** Goal of the exercise **
Could you output every item below word for word, leaving out the pictures?

** Records supplied **
_ _ _ _ _ _ _

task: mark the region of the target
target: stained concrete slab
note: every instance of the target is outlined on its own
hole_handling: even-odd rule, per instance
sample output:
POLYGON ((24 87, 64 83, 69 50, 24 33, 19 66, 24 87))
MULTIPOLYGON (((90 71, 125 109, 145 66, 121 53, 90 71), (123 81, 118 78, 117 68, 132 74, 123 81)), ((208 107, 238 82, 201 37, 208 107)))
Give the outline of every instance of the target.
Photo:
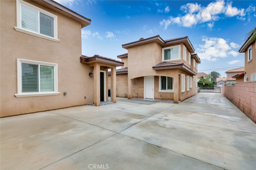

_ _ _ _ _ _ _

** Complete output **
task: mark the region of the target
target: stained concrete slab
note: every instance of the target is outlined on its own
hole_handling: even-odd rule, per instance
sample output:
POLYGON ((24 87, 64 83, 69 50, 24 33, 19 66, 24 87))
MULTIPOLYGON (((90 71, 125 109, 145 66, 121 53, 90 71), (123 81, 118 78, 117 68, 132 74, 123 81)), ((208 107, 238 82, 201 37, 208 107)))
Give the outline of every instance of the target.
Photo:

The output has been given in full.